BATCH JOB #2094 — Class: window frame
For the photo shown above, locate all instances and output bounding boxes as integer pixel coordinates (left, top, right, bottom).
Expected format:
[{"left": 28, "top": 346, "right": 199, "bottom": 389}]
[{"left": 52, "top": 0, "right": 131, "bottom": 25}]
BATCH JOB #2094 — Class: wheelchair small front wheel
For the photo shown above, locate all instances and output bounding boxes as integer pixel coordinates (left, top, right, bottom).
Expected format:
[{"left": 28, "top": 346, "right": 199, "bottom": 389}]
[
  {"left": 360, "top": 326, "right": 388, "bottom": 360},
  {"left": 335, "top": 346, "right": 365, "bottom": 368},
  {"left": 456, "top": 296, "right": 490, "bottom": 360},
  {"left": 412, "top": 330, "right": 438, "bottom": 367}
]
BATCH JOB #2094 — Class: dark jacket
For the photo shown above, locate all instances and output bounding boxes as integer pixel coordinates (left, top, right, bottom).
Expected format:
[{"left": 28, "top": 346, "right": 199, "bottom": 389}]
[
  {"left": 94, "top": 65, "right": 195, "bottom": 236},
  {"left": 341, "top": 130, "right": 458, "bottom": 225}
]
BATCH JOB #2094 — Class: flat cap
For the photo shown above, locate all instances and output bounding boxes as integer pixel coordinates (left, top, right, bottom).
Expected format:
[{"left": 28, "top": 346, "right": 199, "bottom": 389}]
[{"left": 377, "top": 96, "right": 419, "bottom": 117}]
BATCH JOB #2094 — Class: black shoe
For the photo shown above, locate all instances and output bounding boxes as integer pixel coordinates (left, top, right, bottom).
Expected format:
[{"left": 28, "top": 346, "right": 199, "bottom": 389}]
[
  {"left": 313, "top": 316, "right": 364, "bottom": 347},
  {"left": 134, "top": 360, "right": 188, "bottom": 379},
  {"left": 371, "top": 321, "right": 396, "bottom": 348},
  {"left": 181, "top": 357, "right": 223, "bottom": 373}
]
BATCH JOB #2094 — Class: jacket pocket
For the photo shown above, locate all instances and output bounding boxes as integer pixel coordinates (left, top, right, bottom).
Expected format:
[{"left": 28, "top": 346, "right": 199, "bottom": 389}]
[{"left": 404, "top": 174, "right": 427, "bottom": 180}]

■ ■ ■

_SET PROBLEM_
Pick out each line in the records above that contains the string "BATCH". Case counts.

_ANSWER TO THIS PROBLEM_
BATCH JOB #2094 — Class: window frame
BATCH JOB #2094 — Class: wheelchair small front wheel
BATCH JOB #2094 — Class: dark jacket
BATCH JOB #2094 — Class: flat cap
BATCH JOB #2094 — Class: black shoe
BATCH JOB #2094 — Class: jacket pocket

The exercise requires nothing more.